> DOCUMENT PASSAGE:
BEGIN

The listed building station building was opened in 1859 by the Cologne-Minden Railway Company and has been privately owned since 2004. The station has a Deutsche Bahn ticket counter, a bar and a fast food restaurant. Next to the station there is a parking garage.

==Platforms ==
The station has a side and a central platform serviced by three tracks for passenger trains. They have lifts and are free of barriers for the disabled. The disused track four has no platform.

==Train services==
The station is served by the Rhein-Sieg-Express (RE 9) every hour. It is also served by Cologne S-Bahn lines S12 between Düren or Köln-Ehrenfeld and Hennef (Sieg) every 20 minutes and S19 between Düren and Hennef (Sieg), Blankenberg (Sieg), Herchen or Au (Sieg) every 20 minutes, Monday to Saturday. One S12 service an hour continues to/from Au (Sieg) Monday–Saturday. On Sundays and public holidays, the S12 operates every 30 minutes between Horrem and Au (Sieg). Together these provide services every 10 minutes through Cologne Monday–Saturday and four services an hour on Sunday. Freight trains rarely operate through the station. All passenger trains running through the station are operated by DB Regio NRW. The station is classified by Deutsche Bahn since January 2011 as a category 4 station.

END

> WHAT NEEDS TO BE DONE: Please repeat the station passage word for word, starting at the words "The listed building" and stopping after "has no platform.". The listing that comes next has no part in this.

> STORED DATA:
BEGIN

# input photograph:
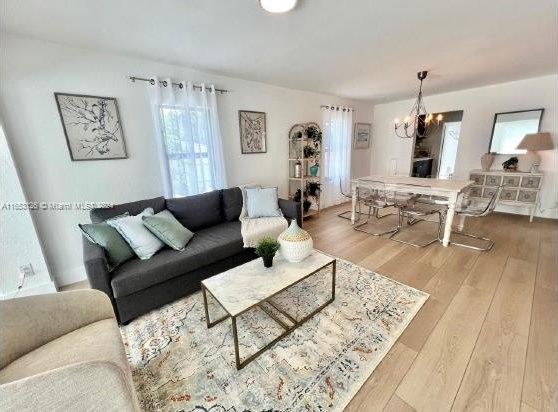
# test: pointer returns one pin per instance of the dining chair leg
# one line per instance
(489, 246)
(359, 228)
(420, 245)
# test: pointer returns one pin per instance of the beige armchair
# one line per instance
(63, 352)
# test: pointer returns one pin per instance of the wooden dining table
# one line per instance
(447, 189)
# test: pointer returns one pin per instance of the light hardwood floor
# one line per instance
(487, 338)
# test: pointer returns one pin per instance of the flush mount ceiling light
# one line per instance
(278, 6)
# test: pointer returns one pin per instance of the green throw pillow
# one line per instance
(104, 235)
(171, 232)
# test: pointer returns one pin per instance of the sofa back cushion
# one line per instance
(232, 203)
(198, 211)
(133, 208)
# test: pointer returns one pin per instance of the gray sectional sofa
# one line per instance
(138, 286)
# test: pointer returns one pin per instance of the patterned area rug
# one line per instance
(180, 365)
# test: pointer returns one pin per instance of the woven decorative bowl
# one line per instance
(296, 244)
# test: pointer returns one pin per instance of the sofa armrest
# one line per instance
(96, 267)
(29, 322)
(291, 210)
(80, 387)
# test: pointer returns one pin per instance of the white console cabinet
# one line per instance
(521, 188)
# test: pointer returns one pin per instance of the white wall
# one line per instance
(479, 106)
(16, 225)
(31, 71)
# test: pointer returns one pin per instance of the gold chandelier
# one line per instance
(419, 122)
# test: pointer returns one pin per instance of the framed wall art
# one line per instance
(362, 135)
(92, 126)
(252, 132)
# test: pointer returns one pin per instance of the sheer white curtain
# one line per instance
(188, 137)
(336, 153)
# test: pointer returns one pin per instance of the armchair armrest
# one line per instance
(27, 323)
(291, 210)
(83, 386)
(96, 267)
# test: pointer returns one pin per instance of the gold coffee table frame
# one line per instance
(288, 328)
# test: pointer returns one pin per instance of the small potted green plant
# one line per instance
(309, 152)
(266, 249)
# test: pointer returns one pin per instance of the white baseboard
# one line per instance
(47, 287)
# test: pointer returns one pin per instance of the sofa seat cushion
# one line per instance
(98, 341)
(208, 245)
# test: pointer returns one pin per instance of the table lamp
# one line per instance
(534, 142)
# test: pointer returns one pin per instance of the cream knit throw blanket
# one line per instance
(255, 229)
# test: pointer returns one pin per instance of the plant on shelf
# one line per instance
(266, 249)
(297, 197)
(309, 152)
(313, 189)
(314, 134)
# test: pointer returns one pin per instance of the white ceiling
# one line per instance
(363, 49)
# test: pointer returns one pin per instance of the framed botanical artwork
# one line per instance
(362, 135)
(92, 126)
(252, 132)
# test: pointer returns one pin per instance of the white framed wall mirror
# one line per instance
(435, 154)
(509, 128)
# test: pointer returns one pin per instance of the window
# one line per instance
(189, 159)
(188, 138)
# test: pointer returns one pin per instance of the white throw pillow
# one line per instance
(144, 243)
(262, 202)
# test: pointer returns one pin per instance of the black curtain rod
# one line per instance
(164, 83)
(345, 109)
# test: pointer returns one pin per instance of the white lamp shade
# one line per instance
(536, 141)
(278, 6)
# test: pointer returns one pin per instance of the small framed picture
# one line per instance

END

> FINISHED TASK:
The listed building station building was opened in 1859 by the Cologne-Minden Railway Company and has been privately owned since 2004. The station has a Deutsche Bahn ticket counter, a bar and a fast food restaurant. Next to the station there is a parking garage.

==Platforms ==
The station has a side and a central platform serviced by three tracks for passenger trains. They have lifts and are free of barriers for the disabled. The disused track four has no platform.